[Stored items from a collection]
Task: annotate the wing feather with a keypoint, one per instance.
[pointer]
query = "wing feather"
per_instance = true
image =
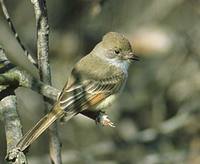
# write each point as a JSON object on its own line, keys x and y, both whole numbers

*EXERCISE REQUIREMENTS*
Copy these entries precisely and drop any picture.

*ANSWER BELOW*
Task: annotate the wing feather with a keypoint, one per instance.
[pointer]
query = "wing feather"
per_instance = true
image =
# write each point as a JSON object on its own line, keys x and y, both whole numbers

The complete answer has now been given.